§ **To-do item**
Please copy the data below line for line, without any changes, and leave out the pictures.
= Beginning of Section =
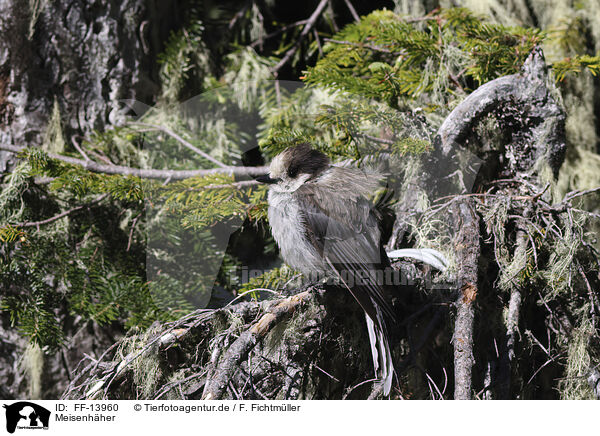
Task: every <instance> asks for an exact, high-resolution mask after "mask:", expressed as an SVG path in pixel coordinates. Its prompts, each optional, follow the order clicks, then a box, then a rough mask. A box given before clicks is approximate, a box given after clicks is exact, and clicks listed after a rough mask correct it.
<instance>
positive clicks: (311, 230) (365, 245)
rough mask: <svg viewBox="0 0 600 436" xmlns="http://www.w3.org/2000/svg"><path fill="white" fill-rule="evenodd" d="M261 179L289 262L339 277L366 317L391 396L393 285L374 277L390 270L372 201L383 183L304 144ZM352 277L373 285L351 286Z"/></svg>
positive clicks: (286, 261)
mask: <svg viewBox="0 0 600 436" xmlns="http://www.w3.org/2000/svg"><path fill="white" fill-rule="evenodd" d="M259 180H262V181H265V182H268V183H271V188H270V189H269V196H268V199H269V212H268V215H269V222H270V224H271V229H272V234H273V237H274V238H275V241H276V242H277V244H278V246H279V248H280V251H281V255H282V257H283V259H284V260H285V262H286V263H287V264H289V265H290V266H291V267H293V268H295V269H298V270H300V271H301V272H302V273H304V274H305V275H314V274H319V275H320V276H321V277H333V278H334V279H337V281H338V282H341V286H344V287H345V288H346V289H348V290H349V291H350V292H351V293H352V295H353V296H354V298H355V299H356V300H357V302H358V303H359V304H360V306H361V307H362V308H363V310H364V311H365V313H366V319H367V329H368V332H369V340H370V342H371V352H372V355H373V366H374V369H375V373H376V376H377V377H379V378H380V379H381V380H382V383H383V391H384V395H388V394H389V392H390V389H391V383H392V377H393V371H394V370H393V364H392V357H391V353H390V348H389V343H388V332H387V328H388V321H392V322H394V321H395V317H394V311H393V308H392V307H391V305H390V303H389V299H388V296H387V295H386V290H385V287H384V286H383V285H382V284H379V283H377V282H376V281H375V280H372V279H369V278H368V277H369V274H370V273H374V272H375V271H377V270H383V269H384V268H386V267H389V260H388V258H387V255H386V254H385V251H384V250H383V248H382V247H381V241H380V238H381V231H380V229H379V222H378V221H379V219H378V216H377V213H376V211H375V210H374V209H373V208H372V205H371V203H370V202H369V201H368V200H367V199H368V197H369V196H370V195H372V194H373V192H374V191H375V190H376V189H377V187H378V186H379V184H380V182H379V177H378V176H377V175H375V174H371V173H368V172H365V171H362V170H359V169H357V168H351V167H336V166H332V165H330V162H329V159H328V158H327V157H326V156H325V155H324V154H322V153H320V152H318V151H315V150H312V149H311V148H310V146H308V145H307V144H302V145H299V146H295V147H292V148H289V149H287V150H285V151H284V152H282V153H281V154H279V155H278V156H276V157H275V158H274V159H273V161H272V162H271V165H270V173H269V176H268V177H263V178H262V179H259ZM348 273H350V274H352V276H353V277H367V279H366V280H363V281H362V282H360V283H357V282H356V281H353V283H346V280H345V279H344V277H348ZM358 275H360V276H358Z"/></svg>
= End of Section =
§ **Exercise solution**
Task: every <instance> asks for an exact, high-resolution mask after "mask:", expressed as an SVG path in pixel coordinates. Its prompts, each optional, follow the order clicks, then a box, then a rough mask. A box given before clicks is approximate, a box given after clicks is exact, and clicks listed after a rough mask correct it.
<instance>
positive clicks: (311, 230) (365, 245)
rough mask: <svg viewBox="0 0 600 436" xmlns="http://www.w3.org/2000/svg"><path fill="white" fill-rule="evenodd" d="M261 179L289 262L339 277L366 317L391 396L393 285L374 277L390 270L372 201L383 183L304 144ZM352 277L373 285L351 286Z"/></svg>
positive clicks: (286, 261)
mask: <svg viewBox="0 0 600 436" xmlns="http://www.w3.org/2000/svg"><path fill="white" fill-rule="evenodd" d="M259 180H262V181H265V182H268V183H271V188H270V189H269V196H268V199H269V212H268V215H269V222H270V224H271V229H272V234H273V237H274V238H275V241H276V242H277V244H278V246H279V248H280V251H281V255H282V257H283V259H284V260H285V262H286V263H287V264H289V265H290V266H291V267H293V268H295V269H298V270H300V271H301V272H302V273H304V274H305V275H314V274H319V275H320V276H321V277H333V278H334V279H337V281H338V282H341V286H344V287H345V288H346V289H348V290H349V291H350V292H351V293H352V295H353V296H354V298H355V299H356V300H357V302H358V303H359V304H360V306H361V307H362V308H363V310H364V311H365V313H366V319H367V329H368V332H369V340H370V342H371V352H372V355H373V366H374V369H375V373H376V376H377V377H379V378H380V379H381V380H382V383H383V391H384V395H388V394H389V392H390V389H391V383H392V377H393V371H394V370H393V364H392V357H391V353H390V348H389V343H388V332H387V328H388V321H392V322H394V321H395V317H394V311H393V308H392V307H391V305H390V303H389V299H388V296H387V295H386V290H385V287H384V286H383V285H382V284H379V283H377V282H376V281H375V280H372V279H369V278H368V277H369V274H370V273H374V272H375V271H377V270H383V269H384V268H386V267H389V260H388V258H387V255H386V254H385V251H384V250H383V248H382V247H381V241H380V238H381V231H380V229H379V222H378V221H379V219H378V216H377V213H376V211H375V210H374V209H373V208H372V205H371V203H370V202H369V201H368V200H367V199H368V197H369V196H370V195H372V194H373V192H374V191H375V190H376V189H377V187H378V186H379V184H380V182H379V177H378V176H377V175H375V174H371V173H368V172H365V171H362V170H359V169H357V168H351V167H336V166H332V165H330V162H329V159H328V158H327V157H326V156H325V155H324V154H322V153H320V152H318V151H315V150H312V149H311V148H310V146H308V145H307V144H302V145H299V146H295V147H292V148H289V149H287V150H285V151H284V152H282V153H281V154H279V155H278V156H276V157H275V158H274V159H273V161H272V162H271V165H270V173H269V176H268V177H263V178H262V179H259ZM348 273H350V274H352V276H353V277H367V279H366V280H363V281H362V282H360V283H357V282H356V281H353V283H346V280H345V279H344V277H348ZM358 275H360V276H358Z"/></svg>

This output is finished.